WHAT IS NEEDED:
Pull out every line in the records below that contains the word "before".

====

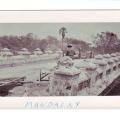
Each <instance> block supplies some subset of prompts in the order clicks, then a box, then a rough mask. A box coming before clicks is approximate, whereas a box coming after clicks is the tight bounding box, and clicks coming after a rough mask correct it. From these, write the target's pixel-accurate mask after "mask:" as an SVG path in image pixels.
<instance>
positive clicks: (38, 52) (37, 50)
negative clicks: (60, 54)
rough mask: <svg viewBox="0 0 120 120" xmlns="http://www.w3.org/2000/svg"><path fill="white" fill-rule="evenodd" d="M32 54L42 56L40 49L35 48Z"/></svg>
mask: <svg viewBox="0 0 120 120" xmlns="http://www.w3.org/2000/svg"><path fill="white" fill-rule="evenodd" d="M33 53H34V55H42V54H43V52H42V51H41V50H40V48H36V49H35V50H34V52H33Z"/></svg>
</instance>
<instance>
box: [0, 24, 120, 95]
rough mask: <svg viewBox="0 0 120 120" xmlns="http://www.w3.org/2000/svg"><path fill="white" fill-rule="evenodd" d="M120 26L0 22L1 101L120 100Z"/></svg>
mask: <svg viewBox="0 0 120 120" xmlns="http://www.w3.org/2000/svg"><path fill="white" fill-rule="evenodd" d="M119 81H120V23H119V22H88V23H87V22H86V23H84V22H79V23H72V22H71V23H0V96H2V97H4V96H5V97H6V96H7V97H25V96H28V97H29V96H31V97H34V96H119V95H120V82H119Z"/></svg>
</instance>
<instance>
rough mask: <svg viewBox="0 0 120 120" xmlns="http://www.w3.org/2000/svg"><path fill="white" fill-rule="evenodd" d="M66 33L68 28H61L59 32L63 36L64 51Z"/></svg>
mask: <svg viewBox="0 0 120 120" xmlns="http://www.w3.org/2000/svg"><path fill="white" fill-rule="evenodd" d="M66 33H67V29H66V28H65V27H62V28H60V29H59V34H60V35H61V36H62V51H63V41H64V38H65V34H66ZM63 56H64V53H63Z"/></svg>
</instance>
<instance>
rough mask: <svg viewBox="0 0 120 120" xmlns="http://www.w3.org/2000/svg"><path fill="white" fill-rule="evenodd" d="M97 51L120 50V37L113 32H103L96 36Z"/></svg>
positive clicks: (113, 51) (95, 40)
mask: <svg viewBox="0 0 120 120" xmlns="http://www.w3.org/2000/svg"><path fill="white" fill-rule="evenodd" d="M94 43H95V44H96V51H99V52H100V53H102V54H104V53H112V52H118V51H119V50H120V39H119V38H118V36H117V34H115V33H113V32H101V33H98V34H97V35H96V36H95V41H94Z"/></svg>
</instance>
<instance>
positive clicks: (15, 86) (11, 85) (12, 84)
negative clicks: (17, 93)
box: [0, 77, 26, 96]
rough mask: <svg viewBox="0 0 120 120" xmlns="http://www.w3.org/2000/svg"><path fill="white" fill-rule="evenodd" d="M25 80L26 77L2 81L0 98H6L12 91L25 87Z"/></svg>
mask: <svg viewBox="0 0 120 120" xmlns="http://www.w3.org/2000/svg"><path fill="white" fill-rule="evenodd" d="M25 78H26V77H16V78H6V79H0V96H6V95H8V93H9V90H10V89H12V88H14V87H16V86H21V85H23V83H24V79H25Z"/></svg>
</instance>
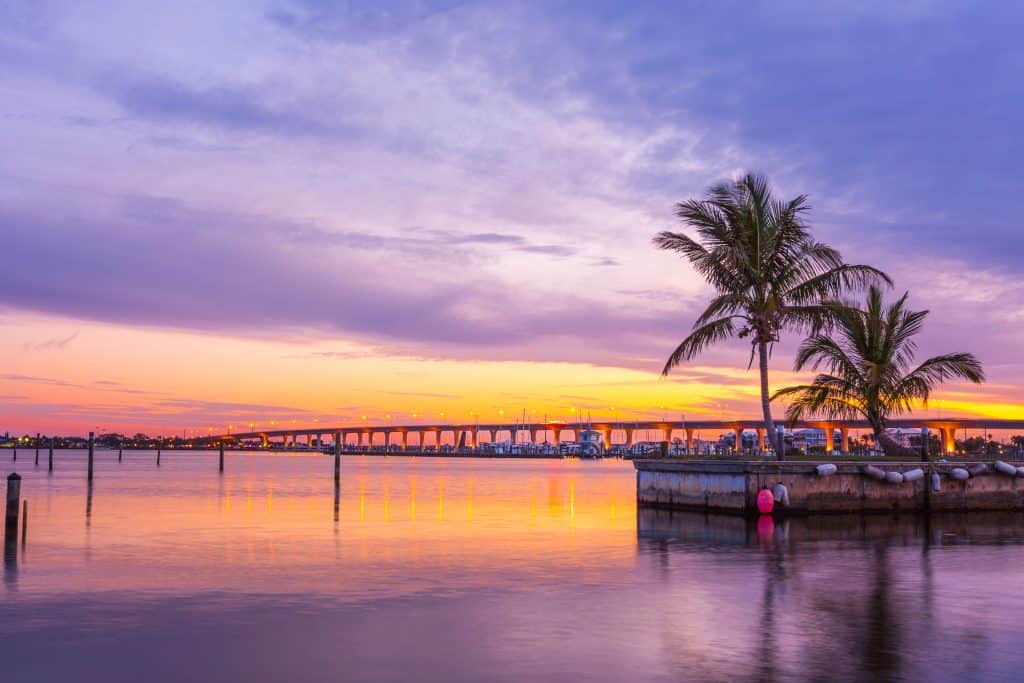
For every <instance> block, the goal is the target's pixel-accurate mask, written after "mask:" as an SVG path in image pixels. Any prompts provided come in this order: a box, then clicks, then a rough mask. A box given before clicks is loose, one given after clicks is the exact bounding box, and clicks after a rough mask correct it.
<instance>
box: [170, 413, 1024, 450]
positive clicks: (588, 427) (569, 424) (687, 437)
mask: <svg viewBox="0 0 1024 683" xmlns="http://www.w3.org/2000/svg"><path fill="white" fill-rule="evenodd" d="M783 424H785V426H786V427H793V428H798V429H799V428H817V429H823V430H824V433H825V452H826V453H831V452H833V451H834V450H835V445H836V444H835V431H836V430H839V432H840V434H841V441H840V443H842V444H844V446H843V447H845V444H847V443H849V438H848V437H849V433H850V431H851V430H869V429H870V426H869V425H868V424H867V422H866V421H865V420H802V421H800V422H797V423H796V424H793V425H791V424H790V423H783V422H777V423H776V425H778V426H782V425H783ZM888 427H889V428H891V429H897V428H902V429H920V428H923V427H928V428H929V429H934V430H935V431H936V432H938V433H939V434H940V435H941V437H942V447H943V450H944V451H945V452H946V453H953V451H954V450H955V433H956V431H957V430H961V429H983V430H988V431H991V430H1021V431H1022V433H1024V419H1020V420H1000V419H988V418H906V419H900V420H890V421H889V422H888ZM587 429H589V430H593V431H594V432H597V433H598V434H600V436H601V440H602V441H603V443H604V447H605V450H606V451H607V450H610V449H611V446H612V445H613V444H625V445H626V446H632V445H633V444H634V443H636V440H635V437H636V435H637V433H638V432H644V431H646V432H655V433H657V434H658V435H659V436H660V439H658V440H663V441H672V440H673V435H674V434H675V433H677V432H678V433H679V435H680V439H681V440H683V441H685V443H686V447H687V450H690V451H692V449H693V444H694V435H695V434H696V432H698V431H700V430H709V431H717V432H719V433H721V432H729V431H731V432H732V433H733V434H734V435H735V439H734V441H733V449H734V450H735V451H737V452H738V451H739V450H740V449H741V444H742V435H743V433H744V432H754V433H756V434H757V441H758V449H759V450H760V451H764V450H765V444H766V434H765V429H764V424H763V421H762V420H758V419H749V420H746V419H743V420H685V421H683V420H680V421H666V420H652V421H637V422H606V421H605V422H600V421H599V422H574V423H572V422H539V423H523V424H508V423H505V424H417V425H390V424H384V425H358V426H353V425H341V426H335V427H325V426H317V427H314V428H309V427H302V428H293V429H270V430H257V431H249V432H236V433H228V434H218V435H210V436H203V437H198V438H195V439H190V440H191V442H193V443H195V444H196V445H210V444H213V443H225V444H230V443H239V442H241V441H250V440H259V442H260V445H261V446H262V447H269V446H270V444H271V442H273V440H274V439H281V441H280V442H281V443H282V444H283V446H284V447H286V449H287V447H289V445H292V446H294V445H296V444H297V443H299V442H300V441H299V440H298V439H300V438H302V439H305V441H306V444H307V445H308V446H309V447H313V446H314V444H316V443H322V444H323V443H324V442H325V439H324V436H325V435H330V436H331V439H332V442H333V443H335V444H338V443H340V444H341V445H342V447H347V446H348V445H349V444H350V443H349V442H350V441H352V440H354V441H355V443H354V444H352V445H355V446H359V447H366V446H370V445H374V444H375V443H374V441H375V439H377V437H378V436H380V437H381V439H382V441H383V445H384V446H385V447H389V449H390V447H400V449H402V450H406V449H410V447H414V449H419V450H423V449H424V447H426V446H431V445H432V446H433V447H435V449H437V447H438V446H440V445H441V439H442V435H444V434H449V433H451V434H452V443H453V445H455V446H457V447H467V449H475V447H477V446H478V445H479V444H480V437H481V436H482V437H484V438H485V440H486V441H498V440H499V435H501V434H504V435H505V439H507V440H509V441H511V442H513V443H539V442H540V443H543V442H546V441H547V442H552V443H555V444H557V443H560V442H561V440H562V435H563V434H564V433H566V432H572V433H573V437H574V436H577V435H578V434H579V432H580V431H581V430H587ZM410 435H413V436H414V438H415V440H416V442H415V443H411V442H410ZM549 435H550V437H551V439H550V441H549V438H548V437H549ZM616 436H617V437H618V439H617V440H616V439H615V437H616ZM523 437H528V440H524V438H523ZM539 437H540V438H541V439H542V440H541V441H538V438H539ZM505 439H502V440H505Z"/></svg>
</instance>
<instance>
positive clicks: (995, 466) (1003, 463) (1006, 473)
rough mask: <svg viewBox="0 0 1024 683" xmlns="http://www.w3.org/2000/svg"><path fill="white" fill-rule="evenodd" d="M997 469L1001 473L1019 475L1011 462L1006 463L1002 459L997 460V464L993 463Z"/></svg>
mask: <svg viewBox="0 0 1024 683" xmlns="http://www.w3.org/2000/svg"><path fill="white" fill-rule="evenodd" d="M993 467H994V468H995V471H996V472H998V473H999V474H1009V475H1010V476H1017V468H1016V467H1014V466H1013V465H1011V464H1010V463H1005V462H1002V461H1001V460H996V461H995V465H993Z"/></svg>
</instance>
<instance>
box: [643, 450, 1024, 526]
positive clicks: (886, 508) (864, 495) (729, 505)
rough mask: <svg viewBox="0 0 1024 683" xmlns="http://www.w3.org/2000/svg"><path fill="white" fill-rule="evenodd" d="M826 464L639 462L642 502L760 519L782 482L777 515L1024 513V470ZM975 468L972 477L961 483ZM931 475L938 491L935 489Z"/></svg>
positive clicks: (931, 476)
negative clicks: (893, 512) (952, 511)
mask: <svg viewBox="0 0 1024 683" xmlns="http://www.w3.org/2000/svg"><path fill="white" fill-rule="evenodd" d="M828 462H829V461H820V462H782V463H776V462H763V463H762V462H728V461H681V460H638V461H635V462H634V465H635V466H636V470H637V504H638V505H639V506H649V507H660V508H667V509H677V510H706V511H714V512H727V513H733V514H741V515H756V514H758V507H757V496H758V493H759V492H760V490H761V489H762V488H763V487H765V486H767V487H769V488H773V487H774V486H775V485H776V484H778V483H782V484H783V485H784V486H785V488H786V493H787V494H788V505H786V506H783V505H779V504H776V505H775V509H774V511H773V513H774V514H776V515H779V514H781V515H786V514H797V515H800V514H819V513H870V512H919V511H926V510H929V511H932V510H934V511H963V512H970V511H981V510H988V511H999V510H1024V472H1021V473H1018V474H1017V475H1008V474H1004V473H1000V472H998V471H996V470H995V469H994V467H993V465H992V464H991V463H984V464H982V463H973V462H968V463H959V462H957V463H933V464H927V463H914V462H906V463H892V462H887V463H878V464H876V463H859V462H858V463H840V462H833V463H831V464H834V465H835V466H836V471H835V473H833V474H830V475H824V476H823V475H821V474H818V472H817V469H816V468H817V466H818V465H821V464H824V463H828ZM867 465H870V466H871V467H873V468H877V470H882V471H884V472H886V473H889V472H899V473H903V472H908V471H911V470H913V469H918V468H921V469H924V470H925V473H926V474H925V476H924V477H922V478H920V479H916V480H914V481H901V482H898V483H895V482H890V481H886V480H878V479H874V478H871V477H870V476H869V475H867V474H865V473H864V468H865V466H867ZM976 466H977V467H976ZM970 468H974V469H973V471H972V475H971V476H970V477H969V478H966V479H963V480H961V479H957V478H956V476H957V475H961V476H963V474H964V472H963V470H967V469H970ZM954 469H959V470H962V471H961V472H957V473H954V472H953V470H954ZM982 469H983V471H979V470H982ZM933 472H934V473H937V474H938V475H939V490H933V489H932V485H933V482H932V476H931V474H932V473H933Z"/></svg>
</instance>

====

ANSWER SECTION:
Each <instance> block supplies some subset of prompts in the order clicks, then a box, then a rough mask. A box coming before clicks is approximate, whereas a box coming after clicks is the tight bounding box, and clicks coming after a rough mask correct it. From these, write the target's pixel-accurate mask after "mask:" as an SVG path in image pixels.
For every <instance> block, the goal is the target's pixel-accurate mask, written after "mask:" as an SVG path in image pixels. Any prompts provided come in this order: a box, then clicks, then a rough mask. A box given before clicks is loose, one given after clicks is the exact bounding box, and clicks after a rough mask correct it.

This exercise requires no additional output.